#### Set problem:
Identify every line of the entries that contains the word "white", and copy each of those lines. Case counts.

** start **

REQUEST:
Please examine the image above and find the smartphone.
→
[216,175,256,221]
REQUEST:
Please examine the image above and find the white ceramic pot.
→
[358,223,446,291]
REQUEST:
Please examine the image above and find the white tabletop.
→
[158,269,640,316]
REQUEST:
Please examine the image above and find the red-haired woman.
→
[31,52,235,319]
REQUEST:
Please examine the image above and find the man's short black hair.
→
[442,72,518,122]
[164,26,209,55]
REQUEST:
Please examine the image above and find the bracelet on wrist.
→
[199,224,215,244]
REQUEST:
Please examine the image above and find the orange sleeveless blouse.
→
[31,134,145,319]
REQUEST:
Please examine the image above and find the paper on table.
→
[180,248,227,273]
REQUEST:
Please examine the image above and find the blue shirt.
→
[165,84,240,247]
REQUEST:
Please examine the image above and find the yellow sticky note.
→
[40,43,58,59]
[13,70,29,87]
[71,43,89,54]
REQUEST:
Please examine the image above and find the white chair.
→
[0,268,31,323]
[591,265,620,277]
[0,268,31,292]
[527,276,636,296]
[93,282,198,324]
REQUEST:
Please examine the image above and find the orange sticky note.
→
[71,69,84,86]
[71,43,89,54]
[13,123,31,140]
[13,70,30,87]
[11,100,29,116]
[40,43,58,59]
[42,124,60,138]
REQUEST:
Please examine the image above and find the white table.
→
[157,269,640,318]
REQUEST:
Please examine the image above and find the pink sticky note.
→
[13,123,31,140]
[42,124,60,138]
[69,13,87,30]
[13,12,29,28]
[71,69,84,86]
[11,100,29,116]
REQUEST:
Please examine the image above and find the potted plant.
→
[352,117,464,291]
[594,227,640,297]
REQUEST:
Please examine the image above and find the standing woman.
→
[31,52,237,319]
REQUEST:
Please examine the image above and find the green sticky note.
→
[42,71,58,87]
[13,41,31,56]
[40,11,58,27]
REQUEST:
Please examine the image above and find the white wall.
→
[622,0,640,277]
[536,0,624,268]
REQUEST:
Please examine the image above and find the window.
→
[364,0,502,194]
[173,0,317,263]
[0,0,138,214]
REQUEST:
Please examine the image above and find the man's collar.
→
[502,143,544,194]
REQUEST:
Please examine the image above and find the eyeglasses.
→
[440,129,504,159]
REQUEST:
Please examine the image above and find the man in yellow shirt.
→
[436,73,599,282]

** end **

#### Result of this task:
Please examine the image above and find the white ceramic pot.
Please examine the image above and find the white tabletop.
Please examine the image above and find the white chair.
Please examine the image above and find the white table.
Please examine the image above and find the white wall.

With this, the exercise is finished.